### Stated goal 1
Show every line of the records that contains the word "blue", copying each line in full. Case counts.

>> begin Selected excerpt

Define custom patterns in /etc/logstash/patterns/custom-patterns:

# Custom patterns
USER_ID user-[0-9]+
TRACE_ID trace-[a-f0-9]+
SERVICE_NAME [a-z-]+

Use in pipeline:

filter {
  grok {
    patterns_dir => ["/etc/logstash/patterns"]
    match => {
      "message" => "%{TIMESTAMP_ISO8601:timestamp} \[%{SERVICE_NAME:service}\] %{LOGLEVEL:level} \[%{USER_ID:user_id}\] \[%{TRACE_ID:trace_id}\] %{GREEDYDATA:message}"
    }
  }
}

Common Filters

Mutate Filter

Add, remove, replace, convert fields:

filter {
  mutate {
    # Add fields
    add_field => {
      "environment" => "production"
      "region" => "us-east-1"
    }
    
    # Remove fields
    remove_field => [ "temp_field", "debug_info" ]
    
    # Rename fields
    rename => {
      "old_name" => "new_name"
    }
    
    # Replace values
    replace => {
      "status" => "ACTIVE"
    }
    
    # Convert types
    convert => {
      "response_time" => "integer"
      "success" => "boolean"
    }
    
    # Lowercase
    lowercase => [ "username" ]
    
    # Uppercase
    uppercase => [ "country_code" ]
    
    # Strip whitespace
    strip => [ "message" ]
  }
}

Date Filter

Parse timestamps into @timestamp:

filter {
  date {
    match => [ "log_timestamp", "yyyy-MM-dd HH:mm:ss.SSS" ]
    target => "@timestamp"
    timezone => "America/New_York"
  }
}

Multiple date formats:

filter {
  date {
    match => [
      "timestamp",
      "ISO8601",
      "yyyy-MM-dd HH:mm:ss",
      "dd/MMM/yyyy:HH:mm:ss Z"
    ]
  }
}

JSON Filter

Parse JSON logs:

filter {
  json {
    source => "message"
    target => "parsed"
  }
}

Input:

{"level":"ERROR","service":"api","message":"Failed"}

Output:

{
  "message": "{\"level\":\"ERROR\",\"service\":\"api\",\"message\":\"Failed\"}",
  "parsed": {
    "level": "ERROR",
    "service": "api",
    "message": "Failed"

>> end Selected excerpt
>> begin Provided information

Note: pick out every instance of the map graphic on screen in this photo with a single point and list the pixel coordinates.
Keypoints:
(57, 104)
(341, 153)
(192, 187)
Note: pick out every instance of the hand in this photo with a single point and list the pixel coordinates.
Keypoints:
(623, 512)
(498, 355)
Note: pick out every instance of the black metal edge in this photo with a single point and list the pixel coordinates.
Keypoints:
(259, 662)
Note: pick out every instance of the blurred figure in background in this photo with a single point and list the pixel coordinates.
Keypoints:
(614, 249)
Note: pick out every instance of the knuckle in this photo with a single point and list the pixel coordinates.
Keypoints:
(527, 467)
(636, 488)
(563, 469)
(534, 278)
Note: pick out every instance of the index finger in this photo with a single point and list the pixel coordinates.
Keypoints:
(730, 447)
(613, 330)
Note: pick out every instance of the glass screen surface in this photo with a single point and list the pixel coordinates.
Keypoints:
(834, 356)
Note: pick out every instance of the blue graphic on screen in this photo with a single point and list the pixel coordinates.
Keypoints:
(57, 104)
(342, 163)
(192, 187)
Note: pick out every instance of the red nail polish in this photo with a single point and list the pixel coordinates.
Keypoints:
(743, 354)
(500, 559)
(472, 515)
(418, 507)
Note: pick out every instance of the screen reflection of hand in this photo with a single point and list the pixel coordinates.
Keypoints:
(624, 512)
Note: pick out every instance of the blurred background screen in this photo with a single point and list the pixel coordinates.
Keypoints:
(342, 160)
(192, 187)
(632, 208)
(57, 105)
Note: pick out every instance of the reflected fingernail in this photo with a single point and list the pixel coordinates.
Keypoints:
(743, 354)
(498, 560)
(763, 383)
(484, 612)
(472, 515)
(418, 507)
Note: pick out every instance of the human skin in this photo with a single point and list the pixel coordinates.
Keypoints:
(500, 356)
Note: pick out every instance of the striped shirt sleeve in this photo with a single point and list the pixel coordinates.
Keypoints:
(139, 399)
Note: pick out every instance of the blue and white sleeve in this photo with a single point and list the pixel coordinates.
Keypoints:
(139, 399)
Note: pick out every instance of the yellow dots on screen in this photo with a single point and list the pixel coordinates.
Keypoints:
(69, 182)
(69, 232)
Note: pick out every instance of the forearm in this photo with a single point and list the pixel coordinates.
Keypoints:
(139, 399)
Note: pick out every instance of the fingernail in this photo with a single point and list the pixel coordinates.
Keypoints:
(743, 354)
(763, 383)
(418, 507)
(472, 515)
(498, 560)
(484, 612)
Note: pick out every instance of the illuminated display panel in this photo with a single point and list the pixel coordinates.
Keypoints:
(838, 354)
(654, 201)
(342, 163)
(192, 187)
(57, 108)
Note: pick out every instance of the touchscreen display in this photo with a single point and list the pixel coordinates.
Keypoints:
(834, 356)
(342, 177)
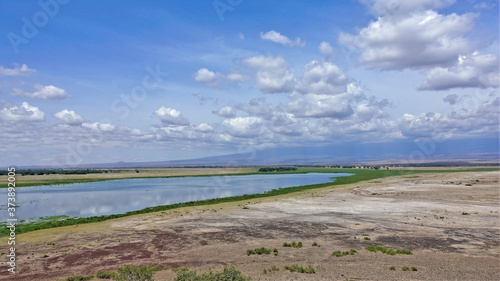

>> end Provided information

### Stated goal 2
Carry on the Logstash filter guide above from where it stops.

### Task response 1
Note: pick out every instance of the blue graphic on screen in this photo with a single point and list the pixel coordinates.
Note: pick out every instance of the blue and white sleeve in this photo with a single point and list the pixel coordinates.

### Task response 2
  }
}

GeoIP Filter

Add geographic data from IP addresses:

filter {
  geoip {
    source => "client_ip"
    target => "geoip"
    fields => ["city_name", "country_name", "location"]
  }
}

Result:

{
  "client_ip": "8.8.8.8",
  "geoip": {
    "city_name": "Mountain View",
    "country_name": "United States",
    "location": {
      "lat": 37.386,
      "lon": -122.0838
    }
  }
}

Drop Filter

Discard events:

filter {
  # Drop debug logs in production
  if [level] == "DEBUG" and [environment] == "production" {
    drop { }
  }
}

Ruby Filter

Execute custom Ruby code:

filter {
  ruby {
    code => '
      event.set("response_time_category",
        if event.get("response_time").to_i < 100
          "fast"
        elsif event.get("response_time").to_i < 1000
          "medium"
        else
          "slow"
        end
      )
    '
  }
}

Conditional Logic

Logstash supports if/else conditionals.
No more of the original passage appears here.